======== SUPPLIED PASSAGE ========

OK, this one is a bit niche, but it may be of interest to Guy Martin, Dame Helen MacArthur or anyone keen on improvising a solution when things go wrong at sea. It’s a series of tips and insights into a bunker spill, which if you are working in marine insurance could well be highly educational. You may need to read through carefully and take notes. There could be a test later.
Stuart Edmonston, Loss Prevention Director at UK P&I Club, discusses a poorly planned bunkering operation, which led to a bunker spill, and advises on the lessons that can be learnt from this incident:
“A bulk carrier was to bunker 215 metric tons of intermediate fuel oil from a supply barge. The bunkers were to be received in a pair of empty topside tanks, each with a capacity of 200 cubic metres. According to the company safety management system procedures, bunker tanks were not to be filled in excess of 85% capacity which corresponded to a minimum ullage of 55cm.
“The task of performing the bunkering operation was delegated by the chief engineer to the third engineer. Once the bunker transfer hose was connected, the operation started at 3.20pm filling only the starboard side tank. At 4.30pm, the third engineer recorded the ullage of the tanker at 51cm, and yet bunkering operations continued. At 4.35pm he saw the ullage had reduced to 35cm. He rushed to the engine room to divert the bunkers into the empty port side tank, but by the time he reached the valve station, the starboard side tank was already overflowing on deck with oil spilling overboard.

======== DATA ENTRIES ========

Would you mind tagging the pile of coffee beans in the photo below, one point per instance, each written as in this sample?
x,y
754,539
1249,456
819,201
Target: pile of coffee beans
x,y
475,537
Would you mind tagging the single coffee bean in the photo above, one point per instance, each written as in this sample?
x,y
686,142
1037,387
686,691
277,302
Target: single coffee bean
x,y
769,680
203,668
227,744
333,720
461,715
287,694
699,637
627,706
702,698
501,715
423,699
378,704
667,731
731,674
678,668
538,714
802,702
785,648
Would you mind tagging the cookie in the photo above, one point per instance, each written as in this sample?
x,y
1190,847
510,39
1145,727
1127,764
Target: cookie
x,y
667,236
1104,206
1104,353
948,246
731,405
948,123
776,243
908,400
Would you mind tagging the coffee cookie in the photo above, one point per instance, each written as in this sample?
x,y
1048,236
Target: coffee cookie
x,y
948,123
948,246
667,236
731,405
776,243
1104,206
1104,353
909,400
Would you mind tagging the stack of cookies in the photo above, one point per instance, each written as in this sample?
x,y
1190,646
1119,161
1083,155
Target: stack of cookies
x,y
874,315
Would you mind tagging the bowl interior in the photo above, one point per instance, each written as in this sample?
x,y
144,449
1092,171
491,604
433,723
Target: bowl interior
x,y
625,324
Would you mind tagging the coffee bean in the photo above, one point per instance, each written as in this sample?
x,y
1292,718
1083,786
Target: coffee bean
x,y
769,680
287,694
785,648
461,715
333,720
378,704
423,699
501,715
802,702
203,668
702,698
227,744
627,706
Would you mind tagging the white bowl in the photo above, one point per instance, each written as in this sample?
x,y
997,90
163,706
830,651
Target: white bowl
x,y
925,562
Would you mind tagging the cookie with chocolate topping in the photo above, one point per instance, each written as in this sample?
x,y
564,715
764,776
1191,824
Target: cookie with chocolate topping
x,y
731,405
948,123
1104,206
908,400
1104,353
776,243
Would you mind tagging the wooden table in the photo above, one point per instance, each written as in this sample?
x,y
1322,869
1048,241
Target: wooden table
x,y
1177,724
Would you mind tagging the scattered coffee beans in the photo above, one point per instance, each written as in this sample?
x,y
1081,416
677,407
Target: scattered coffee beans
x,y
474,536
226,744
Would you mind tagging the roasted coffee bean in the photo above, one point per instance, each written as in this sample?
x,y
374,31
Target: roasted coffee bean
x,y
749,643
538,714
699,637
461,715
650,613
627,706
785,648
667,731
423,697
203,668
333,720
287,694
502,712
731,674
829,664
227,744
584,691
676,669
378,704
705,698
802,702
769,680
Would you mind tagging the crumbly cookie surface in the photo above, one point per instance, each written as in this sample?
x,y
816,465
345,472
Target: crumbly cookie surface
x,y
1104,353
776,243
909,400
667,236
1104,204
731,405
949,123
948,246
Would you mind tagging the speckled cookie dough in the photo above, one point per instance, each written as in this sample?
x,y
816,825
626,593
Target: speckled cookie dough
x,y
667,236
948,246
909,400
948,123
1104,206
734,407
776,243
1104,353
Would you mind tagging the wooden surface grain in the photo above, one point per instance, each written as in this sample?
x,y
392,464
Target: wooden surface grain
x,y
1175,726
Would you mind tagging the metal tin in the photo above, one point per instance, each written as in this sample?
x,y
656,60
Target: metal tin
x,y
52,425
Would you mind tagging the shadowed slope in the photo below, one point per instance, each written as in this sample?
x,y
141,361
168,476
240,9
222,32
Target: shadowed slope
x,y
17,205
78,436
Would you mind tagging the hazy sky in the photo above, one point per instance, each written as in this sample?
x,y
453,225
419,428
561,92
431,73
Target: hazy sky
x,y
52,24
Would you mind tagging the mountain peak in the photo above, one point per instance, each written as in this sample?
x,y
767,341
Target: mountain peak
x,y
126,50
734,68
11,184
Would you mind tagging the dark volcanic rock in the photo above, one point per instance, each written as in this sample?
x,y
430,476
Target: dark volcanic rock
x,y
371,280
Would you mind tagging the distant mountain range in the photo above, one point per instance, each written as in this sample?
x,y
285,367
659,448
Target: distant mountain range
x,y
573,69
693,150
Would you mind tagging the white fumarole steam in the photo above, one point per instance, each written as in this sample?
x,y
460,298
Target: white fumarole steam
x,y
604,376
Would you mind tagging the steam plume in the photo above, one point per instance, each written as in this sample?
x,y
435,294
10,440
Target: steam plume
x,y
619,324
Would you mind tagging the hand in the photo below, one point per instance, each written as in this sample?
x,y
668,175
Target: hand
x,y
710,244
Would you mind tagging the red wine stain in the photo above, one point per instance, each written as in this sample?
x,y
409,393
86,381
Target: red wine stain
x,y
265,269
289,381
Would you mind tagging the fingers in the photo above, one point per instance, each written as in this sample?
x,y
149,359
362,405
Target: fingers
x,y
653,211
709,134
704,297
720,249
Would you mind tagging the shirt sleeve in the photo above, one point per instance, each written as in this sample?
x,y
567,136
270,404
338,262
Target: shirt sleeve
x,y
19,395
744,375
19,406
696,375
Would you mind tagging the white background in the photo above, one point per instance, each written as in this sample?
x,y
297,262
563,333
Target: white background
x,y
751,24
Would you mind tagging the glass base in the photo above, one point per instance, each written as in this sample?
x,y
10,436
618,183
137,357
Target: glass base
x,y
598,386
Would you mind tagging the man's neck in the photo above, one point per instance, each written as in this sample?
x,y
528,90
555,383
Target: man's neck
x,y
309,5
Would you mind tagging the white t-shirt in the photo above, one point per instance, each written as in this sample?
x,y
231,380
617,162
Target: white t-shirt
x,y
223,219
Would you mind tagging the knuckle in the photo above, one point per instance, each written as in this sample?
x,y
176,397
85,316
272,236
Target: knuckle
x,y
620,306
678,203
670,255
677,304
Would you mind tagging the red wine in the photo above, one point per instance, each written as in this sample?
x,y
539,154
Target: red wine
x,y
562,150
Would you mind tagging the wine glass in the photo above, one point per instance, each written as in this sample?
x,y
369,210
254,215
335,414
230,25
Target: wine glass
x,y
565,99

========

INSTRUCTIONS TO FOLLOW - Rewrite the bunker spill text from the words "Stuart Edmonston, Loss" through "ullage of 55cm.", putting "cargo ship" in place of "bulk carrier".

RESULT FOR THIS EXERCISE -
Stuart Edmonston, Loss Prevention Director at UK P&I Club, discusses a poorly planned bunkering operation, which led to a bunker spill, and advises on the lessons that can be learnt from this incident:
“A cargo ship was to bunker 215 metric tons of intermediate fuel oil from a supply barge. The bunkers were to be received in a pair of empty topside tanks, each with a capacity of 200 cubic metres. According to the company safety management system procedures, bunker tanks were not to be filled in excess of 85% capacity which corresponded to a minimum ullage of 55cm.